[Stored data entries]
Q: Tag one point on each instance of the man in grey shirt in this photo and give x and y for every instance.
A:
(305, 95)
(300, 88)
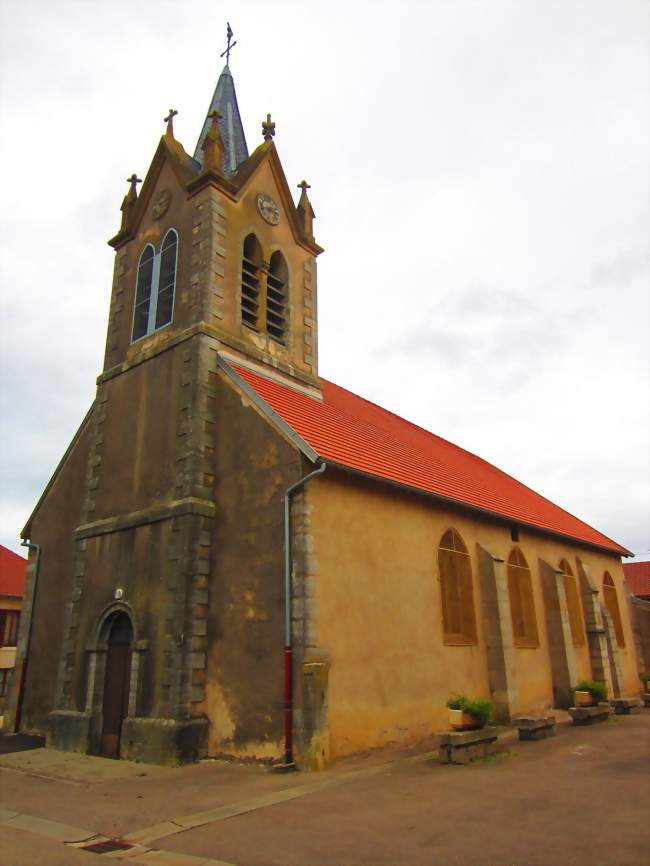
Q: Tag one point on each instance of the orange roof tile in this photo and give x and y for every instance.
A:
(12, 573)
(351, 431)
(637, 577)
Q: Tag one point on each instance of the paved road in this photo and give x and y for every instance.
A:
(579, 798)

■ WHAT THE EXERCISE ASKS ■
From the first line to the last, return the records exactly and leave the pictures behind.

■ WRITTEN RESPONSE ■
Q: Tag one point on each instance of the man in grey shirt in this photo and give x and y for every instance.
A:
(305, 95)
(300, 88)
Q: Tag one point on each instance of the orange roof tile in this photo and give x and y for every instance.
A:
(12, 573)
(351, 431)
(637, 577)
Q: Tag one point on each instance of the paved road in this photo and give x and y for every instance.
A:
(579, 798)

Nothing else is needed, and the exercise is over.